* _DATA TO USE_:
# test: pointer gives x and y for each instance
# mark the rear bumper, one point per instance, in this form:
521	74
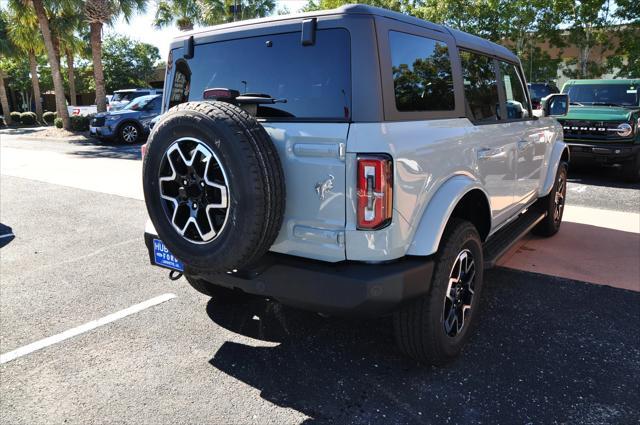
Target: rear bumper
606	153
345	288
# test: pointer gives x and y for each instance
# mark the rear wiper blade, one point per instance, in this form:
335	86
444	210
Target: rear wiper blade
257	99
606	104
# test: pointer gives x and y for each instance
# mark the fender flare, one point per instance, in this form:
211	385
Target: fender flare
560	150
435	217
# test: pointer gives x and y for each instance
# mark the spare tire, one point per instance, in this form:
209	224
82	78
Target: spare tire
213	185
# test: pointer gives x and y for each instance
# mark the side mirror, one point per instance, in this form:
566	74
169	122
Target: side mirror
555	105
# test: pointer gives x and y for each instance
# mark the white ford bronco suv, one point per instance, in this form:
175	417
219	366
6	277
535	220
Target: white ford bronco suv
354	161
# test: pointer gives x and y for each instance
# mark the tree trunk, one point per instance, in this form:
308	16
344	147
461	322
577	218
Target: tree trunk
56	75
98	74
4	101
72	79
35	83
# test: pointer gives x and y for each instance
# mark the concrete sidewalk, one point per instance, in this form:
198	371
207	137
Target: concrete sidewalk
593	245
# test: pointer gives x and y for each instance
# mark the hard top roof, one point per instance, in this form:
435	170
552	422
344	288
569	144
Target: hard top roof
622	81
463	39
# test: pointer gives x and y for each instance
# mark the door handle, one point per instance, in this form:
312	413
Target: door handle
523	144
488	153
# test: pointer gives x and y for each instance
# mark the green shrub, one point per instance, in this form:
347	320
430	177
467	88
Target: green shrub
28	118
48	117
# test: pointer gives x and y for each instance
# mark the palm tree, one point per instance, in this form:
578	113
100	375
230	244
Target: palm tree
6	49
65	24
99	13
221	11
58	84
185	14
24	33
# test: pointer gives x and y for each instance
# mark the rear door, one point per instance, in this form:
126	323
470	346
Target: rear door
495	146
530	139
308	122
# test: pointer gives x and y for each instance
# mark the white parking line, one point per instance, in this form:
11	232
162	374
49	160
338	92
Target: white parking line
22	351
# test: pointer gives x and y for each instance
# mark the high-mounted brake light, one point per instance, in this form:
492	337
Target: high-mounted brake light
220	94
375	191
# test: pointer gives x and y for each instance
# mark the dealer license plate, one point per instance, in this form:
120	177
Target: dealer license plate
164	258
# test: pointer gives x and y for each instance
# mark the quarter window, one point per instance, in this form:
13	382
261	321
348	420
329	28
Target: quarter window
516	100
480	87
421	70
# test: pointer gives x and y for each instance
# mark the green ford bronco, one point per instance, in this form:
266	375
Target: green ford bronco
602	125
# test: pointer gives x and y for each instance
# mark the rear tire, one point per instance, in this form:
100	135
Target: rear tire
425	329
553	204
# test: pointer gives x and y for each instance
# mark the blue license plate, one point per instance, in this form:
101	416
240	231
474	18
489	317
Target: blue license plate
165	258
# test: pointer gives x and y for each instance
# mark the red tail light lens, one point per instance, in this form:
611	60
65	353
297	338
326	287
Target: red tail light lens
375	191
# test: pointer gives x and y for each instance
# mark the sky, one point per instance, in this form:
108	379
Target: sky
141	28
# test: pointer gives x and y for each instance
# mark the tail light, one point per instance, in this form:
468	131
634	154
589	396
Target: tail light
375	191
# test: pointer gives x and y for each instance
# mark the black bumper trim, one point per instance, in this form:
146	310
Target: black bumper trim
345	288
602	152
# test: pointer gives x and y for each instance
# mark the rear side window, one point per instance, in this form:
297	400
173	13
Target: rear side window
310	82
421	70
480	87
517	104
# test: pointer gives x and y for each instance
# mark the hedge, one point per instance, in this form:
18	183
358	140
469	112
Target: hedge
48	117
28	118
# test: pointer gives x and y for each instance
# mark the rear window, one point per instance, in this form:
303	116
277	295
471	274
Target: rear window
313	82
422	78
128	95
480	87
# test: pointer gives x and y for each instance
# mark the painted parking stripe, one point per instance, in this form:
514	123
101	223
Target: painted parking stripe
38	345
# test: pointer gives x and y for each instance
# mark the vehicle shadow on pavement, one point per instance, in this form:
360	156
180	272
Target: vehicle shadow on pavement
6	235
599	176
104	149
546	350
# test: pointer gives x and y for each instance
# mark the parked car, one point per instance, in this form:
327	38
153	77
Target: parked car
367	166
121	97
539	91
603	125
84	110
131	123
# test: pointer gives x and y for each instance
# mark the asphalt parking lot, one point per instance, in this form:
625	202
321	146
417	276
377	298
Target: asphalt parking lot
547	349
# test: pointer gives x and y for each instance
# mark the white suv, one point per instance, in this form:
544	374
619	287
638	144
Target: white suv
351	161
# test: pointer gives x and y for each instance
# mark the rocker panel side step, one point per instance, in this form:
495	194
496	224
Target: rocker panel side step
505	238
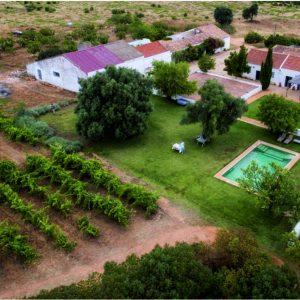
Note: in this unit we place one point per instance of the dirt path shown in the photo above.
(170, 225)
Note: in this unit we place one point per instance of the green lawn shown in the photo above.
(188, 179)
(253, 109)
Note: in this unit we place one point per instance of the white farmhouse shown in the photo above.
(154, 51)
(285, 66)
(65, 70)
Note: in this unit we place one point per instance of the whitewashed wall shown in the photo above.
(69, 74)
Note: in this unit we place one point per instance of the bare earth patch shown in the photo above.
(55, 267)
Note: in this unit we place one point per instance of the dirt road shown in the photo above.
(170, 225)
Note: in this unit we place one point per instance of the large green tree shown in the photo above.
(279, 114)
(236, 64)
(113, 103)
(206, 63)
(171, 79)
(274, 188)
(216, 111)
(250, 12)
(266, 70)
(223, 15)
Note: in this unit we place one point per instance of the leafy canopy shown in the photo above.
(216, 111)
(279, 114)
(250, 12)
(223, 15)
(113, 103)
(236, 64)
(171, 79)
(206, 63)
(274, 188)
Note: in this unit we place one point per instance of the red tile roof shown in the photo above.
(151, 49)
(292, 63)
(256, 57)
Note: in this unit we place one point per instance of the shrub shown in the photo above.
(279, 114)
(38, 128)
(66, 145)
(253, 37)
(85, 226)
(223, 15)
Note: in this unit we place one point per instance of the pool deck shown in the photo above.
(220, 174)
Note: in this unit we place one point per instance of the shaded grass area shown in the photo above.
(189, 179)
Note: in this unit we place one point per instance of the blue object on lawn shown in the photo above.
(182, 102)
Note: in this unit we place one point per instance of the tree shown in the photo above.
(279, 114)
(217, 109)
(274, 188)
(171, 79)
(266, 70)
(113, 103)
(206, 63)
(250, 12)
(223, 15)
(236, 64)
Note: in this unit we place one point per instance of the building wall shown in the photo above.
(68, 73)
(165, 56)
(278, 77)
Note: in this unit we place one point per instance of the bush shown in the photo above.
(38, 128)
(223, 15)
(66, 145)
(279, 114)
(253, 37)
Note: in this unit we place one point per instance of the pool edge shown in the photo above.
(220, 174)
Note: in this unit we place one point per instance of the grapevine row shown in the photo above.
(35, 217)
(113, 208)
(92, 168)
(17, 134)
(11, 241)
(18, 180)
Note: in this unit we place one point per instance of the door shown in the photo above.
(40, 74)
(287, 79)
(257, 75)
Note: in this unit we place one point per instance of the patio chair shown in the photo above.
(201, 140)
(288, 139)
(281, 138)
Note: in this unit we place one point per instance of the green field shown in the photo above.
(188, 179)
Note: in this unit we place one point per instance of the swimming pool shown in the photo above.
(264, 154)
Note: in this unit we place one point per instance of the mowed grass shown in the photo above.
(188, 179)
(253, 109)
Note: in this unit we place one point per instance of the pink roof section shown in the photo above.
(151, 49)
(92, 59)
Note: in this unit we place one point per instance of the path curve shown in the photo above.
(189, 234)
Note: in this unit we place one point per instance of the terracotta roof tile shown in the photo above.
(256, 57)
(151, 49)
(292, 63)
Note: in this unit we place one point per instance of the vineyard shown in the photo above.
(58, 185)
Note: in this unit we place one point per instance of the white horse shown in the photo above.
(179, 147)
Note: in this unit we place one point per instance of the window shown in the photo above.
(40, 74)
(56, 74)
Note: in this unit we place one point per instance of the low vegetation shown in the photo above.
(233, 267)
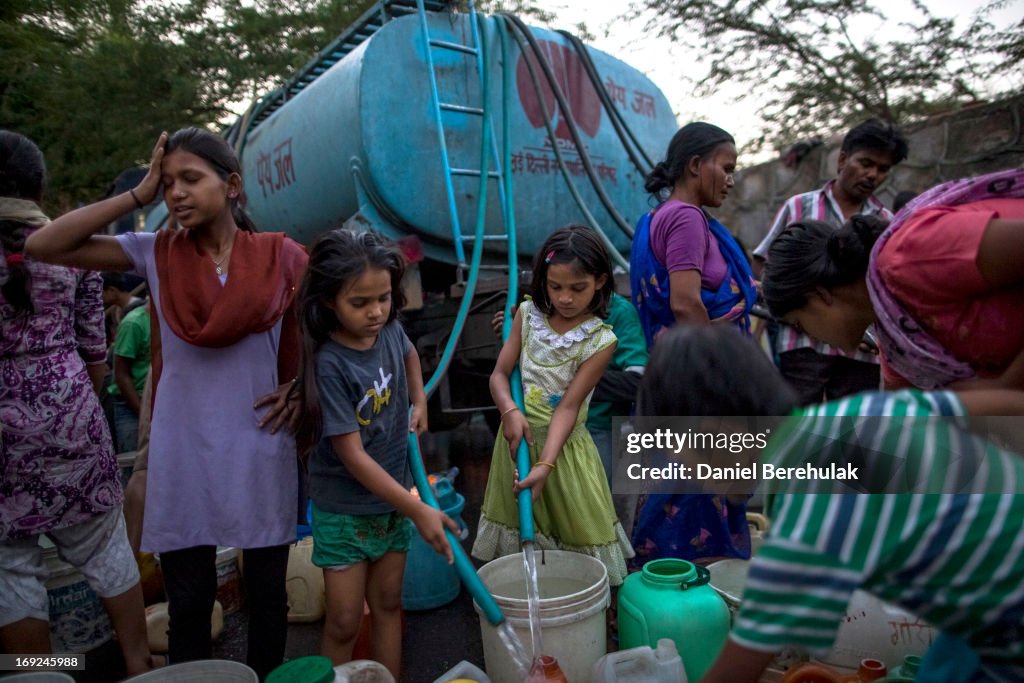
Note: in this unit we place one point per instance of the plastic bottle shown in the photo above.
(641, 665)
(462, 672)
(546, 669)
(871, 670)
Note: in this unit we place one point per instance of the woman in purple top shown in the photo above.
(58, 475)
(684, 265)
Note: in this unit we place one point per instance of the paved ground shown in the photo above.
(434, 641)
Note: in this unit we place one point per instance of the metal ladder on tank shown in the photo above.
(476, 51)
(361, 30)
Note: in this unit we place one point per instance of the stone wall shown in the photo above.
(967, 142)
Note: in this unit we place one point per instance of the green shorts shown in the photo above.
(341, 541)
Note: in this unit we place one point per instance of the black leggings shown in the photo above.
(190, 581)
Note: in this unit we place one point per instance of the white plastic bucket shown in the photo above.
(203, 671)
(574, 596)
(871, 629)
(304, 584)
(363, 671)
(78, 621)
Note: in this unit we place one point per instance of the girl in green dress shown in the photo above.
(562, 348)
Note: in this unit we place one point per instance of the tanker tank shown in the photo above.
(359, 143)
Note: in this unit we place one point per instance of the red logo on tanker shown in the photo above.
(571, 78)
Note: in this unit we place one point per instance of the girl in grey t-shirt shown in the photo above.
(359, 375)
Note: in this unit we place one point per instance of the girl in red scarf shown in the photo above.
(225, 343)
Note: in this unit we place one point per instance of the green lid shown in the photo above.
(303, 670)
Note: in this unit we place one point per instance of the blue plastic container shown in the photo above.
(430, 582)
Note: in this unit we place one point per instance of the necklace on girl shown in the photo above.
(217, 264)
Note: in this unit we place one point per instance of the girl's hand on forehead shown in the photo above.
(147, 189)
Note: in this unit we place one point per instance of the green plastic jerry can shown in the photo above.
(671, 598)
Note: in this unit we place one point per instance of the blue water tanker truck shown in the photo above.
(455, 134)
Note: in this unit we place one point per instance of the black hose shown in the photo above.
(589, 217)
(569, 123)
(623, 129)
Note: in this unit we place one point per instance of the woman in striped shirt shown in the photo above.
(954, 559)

* _GIVEN PROBLEM_: Copy only this span: the line that contains "on tank shown in the photo above.", the last line, and every line between them.

* _ANSWER FOR THE TASK_:
Note: in this unit we place one point per instance of the metal ladder on tank shown in the photo above.
(476, 51)
(361, 30)
Note: in this unit we place one point per instance of the stone wall shown in the photo above.
(967, 142)
Note: in this unit we place one point per instance of the green shorts shown in the photo above.
(341, 541)
Note: in this unit we place one point per instance of the black leggings shown in the photo above.
(190, 581)
Note: in this unit we place one point per instance of the white plastic bucket shown in the photo above.
(203, 671)
(574, 596)
(871, 629)
(304, 584)
(363, 671)
(78, 621)
Note: in this unit we place one point per instance of the girl in green dress shown in the photo above.
(562, 348)
Note: in this unit we place one point per instance of the tanker tank shown in the photo above.
(359, 143)
Note: in this unit we place one point per instance of the red logo on tanker shown in the photo above.
(571, 78)
Note: in this unit we place one point per instance of the girl in grey t-shirt shown in the photo above.
(359, 375)
Note: in this unit we place one point per instance of the girl in red scarf shown in the photo above.
(225, 343)
Note: in this unit we place one point per instance of the green lid shown in the photo above.
(303, 670)
Note: in this unit we place one point per instance of the blue plastic container shown in the photo above.
(430, 582)
Note: in this unit we place one point per instance of the necklace on girl shown in the photo above.
(217, 264)
Note: in this unit we place one point per instance of the girl's hand on forehead shown in the photo above.
(147, 189)
Note: in this unit we place one point per instance of the green plastic jerry can shown in the photo above.
(671, 598)
Note: in this unit we place one point per instance of the blue water tanker truck shown in the photo above.
(455, 134)
Note: in this unit we place one point per instance of the black hose shown in the photo above.
(589, 217)
(569, 123)
(623, 129)
Note: in this unit we place one point per instance of the woman in striped shirt shown in the photo above.
(954, 559)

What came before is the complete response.